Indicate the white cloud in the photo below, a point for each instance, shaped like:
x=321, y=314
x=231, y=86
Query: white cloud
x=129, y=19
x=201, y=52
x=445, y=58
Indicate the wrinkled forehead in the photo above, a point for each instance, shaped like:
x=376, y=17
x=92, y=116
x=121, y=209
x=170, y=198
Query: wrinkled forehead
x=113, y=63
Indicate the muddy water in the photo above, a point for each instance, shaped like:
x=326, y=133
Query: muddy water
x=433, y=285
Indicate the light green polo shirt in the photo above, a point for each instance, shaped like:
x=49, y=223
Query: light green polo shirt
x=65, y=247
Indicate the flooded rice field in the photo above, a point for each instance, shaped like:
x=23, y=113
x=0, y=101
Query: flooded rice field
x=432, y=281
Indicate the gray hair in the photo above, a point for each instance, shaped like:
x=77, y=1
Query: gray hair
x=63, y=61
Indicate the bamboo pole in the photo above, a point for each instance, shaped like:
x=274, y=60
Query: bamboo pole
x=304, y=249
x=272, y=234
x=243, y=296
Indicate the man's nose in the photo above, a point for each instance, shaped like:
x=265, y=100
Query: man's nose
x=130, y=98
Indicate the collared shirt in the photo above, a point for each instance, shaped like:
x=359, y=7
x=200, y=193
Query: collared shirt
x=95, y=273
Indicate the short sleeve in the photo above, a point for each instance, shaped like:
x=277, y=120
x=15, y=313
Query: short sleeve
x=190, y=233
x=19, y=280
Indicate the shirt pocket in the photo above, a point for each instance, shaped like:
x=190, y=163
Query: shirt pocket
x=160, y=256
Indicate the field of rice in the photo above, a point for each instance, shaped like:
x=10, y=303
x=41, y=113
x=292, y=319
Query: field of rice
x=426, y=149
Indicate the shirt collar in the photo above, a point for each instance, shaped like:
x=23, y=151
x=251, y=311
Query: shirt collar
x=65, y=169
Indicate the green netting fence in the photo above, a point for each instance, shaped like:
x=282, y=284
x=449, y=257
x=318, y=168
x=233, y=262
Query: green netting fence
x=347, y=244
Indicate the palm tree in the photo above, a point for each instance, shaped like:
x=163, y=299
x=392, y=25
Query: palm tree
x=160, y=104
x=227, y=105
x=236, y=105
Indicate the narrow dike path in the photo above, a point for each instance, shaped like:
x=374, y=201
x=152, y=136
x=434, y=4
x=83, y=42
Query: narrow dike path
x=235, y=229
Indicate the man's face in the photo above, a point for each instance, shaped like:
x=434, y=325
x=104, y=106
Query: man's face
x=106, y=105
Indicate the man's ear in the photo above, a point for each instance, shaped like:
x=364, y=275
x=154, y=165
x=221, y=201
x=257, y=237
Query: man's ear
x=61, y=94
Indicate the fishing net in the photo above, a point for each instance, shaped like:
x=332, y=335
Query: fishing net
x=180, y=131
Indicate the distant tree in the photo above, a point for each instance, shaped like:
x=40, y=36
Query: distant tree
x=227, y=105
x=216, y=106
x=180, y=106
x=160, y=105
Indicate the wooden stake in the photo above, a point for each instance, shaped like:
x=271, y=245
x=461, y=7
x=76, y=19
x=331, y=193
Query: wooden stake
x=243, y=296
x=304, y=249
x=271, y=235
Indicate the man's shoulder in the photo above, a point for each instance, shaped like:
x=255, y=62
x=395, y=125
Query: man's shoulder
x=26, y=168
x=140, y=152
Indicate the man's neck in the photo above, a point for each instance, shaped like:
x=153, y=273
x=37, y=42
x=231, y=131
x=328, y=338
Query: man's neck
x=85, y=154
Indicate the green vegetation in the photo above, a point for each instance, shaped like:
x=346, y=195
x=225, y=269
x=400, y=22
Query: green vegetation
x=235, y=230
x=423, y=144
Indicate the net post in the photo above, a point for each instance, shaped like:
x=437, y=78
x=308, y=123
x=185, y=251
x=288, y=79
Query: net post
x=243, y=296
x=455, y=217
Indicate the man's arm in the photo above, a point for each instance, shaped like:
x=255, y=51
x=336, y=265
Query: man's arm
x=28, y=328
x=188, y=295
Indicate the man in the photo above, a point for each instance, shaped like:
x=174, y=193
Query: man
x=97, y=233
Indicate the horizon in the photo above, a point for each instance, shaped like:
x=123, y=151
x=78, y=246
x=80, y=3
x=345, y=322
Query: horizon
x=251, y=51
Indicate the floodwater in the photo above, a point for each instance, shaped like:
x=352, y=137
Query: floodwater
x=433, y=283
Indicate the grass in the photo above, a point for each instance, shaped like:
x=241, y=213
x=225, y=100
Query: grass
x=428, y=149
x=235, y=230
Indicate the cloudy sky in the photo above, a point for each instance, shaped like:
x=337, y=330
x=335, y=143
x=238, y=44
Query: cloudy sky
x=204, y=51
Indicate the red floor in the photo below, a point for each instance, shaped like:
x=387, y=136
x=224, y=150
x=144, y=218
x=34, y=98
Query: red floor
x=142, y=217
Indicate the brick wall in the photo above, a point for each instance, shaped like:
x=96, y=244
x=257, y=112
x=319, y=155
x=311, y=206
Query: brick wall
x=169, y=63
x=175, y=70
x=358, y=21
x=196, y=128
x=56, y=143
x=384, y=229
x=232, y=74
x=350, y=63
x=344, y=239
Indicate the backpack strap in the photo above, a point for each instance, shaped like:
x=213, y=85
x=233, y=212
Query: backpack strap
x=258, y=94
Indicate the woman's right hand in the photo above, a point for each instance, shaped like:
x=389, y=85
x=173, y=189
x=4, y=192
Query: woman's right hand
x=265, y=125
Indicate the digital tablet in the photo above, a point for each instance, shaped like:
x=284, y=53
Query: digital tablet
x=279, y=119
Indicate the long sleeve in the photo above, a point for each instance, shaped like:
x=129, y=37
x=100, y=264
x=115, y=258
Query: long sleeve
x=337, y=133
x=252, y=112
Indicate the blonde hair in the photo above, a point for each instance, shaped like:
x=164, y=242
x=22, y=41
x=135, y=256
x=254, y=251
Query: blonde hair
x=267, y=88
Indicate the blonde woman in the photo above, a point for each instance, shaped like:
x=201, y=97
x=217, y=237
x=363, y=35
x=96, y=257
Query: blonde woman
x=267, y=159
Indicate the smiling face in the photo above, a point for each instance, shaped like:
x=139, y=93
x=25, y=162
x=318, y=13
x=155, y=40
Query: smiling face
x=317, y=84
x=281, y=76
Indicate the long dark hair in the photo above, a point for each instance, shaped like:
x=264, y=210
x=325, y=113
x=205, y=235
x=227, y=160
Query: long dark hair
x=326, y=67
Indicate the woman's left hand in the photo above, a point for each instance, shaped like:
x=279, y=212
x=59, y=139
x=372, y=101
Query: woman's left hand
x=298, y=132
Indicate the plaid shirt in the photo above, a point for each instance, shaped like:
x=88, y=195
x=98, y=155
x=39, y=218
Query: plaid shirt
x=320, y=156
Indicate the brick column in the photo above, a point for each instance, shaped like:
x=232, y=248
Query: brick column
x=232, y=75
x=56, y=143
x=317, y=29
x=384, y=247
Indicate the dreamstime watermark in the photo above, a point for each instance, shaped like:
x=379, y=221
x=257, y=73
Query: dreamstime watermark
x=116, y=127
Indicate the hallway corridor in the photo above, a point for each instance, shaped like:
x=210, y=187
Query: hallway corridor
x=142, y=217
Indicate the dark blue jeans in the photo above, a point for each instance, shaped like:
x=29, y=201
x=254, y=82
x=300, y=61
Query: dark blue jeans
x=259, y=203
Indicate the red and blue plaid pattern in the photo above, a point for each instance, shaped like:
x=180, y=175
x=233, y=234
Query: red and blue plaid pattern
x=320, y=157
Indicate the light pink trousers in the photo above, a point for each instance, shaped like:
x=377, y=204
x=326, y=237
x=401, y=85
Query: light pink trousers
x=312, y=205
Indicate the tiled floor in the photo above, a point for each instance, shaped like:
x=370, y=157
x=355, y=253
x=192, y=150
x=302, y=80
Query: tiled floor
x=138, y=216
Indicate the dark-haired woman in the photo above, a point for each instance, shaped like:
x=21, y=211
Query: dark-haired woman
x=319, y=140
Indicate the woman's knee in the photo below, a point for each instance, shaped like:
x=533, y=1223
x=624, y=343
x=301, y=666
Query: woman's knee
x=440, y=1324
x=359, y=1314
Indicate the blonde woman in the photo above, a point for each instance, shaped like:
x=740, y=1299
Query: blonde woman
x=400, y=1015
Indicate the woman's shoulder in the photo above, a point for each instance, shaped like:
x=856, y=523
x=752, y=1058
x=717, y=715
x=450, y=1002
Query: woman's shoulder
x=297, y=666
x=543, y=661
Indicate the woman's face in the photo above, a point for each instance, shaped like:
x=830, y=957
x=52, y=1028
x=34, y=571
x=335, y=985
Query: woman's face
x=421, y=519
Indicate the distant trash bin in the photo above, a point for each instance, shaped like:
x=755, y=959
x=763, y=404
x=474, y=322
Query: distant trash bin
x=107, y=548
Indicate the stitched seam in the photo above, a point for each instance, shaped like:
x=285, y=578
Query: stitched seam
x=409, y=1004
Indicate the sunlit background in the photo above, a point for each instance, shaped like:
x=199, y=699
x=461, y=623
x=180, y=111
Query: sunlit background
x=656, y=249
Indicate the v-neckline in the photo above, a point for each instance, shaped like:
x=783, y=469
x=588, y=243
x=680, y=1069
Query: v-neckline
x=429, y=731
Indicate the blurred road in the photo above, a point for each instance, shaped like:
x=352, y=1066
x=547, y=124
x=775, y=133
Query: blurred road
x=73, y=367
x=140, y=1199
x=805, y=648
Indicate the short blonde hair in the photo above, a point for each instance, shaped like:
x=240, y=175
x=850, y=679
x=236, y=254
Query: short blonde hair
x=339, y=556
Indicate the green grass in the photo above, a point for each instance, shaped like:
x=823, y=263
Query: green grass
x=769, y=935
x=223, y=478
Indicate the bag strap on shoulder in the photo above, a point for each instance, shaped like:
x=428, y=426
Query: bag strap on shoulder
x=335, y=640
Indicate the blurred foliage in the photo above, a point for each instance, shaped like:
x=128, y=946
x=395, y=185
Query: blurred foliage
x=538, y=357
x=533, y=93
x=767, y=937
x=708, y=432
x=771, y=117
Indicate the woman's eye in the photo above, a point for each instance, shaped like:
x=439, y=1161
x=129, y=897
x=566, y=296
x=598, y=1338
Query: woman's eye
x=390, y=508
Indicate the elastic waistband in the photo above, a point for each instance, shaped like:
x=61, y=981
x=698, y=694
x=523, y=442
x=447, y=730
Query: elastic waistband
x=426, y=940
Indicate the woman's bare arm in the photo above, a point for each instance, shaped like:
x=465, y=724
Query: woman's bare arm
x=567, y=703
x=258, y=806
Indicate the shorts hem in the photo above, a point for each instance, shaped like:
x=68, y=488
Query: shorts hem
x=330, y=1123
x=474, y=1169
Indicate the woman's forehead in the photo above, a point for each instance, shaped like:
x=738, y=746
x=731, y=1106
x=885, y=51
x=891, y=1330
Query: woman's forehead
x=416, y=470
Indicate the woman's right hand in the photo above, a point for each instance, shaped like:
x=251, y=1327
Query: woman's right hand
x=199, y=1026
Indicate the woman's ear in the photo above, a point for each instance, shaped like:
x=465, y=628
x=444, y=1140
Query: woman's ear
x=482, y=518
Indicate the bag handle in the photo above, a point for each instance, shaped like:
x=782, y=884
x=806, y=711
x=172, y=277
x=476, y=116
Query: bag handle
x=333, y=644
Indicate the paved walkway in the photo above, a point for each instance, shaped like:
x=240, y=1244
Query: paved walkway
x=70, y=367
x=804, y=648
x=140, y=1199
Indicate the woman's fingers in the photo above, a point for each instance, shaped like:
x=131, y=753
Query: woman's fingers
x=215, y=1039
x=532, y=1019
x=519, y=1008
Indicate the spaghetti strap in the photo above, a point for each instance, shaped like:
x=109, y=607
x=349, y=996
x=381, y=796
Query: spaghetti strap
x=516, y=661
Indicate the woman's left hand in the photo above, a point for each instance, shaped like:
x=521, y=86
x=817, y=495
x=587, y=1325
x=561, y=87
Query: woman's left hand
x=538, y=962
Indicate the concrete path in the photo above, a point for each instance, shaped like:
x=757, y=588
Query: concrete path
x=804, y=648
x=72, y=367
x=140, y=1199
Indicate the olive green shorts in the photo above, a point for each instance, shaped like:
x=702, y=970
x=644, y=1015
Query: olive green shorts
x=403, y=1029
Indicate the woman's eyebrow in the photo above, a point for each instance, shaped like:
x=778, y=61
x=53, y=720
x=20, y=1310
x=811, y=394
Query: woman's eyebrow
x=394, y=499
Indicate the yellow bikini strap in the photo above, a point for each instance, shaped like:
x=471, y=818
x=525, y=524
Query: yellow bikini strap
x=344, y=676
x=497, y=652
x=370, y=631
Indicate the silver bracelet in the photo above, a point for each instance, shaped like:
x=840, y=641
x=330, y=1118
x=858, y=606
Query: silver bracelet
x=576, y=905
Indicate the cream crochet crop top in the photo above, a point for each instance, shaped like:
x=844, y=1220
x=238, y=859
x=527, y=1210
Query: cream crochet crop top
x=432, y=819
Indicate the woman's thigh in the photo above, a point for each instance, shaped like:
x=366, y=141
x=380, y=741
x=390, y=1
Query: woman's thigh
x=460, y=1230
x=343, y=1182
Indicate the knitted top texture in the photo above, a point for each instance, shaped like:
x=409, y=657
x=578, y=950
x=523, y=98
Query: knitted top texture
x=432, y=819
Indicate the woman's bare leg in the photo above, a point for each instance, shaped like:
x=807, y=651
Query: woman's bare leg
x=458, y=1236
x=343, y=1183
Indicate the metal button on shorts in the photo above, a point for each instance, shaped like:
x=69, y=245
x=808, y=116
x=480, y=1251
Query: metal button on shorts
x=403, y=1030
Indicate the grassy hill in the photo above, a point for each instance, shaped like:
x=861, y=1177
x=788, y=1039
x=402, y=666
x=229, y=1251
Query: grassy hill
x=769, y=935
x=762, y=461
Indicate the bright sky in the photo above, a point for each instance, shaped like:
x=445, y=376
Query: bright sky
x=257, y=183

:::

Exercise instructions — Whatever else the listing above holds, retype exactly only the lines from the one containing "x=25, y=162" to the one containing "Indicate the hallway", both ends kept.

Expected answer —
x=25, y=162
x=318, y=13
x=155, y=40
Query: smiling face
x=317, y=84
x=281, y=76
Indicate the long dark hair in the photo above, a point for each instance, shaped like:
x=264, y=210
x=325, y=113
x=205, y=235
x=227, y=160
Query: long dark hair
x=326, y=67
Indicate the woman's left hand in the photo above, a point for each instance, shaped like:
x=279, y=212
x=59, y=139
x=372, y=101
Query: woman's left hand
x=298, y=132
Indicate the plaid shirt in the photo above, a point for each instance, shaped like:
x=88, y=195
x=98, y=155
x=39, y=218
Query: plaid shirt
x=320, y=156
Indicate the brick column in the photo above, a point for each instance, shaped like:
x=232, y=248
Query: brick column
x=232, y=75
x=56, y=143
x=317, y=29
x=384, y=247
Indicate the dreamstime watermark in the photo above, a point for each instance, shaped like:
x=379, y=221
x=257, y=73
Query: dreamstime watermark
x=116, y=127
Indicate the hallway corridor in the photo above, a point for each instance, shaped like:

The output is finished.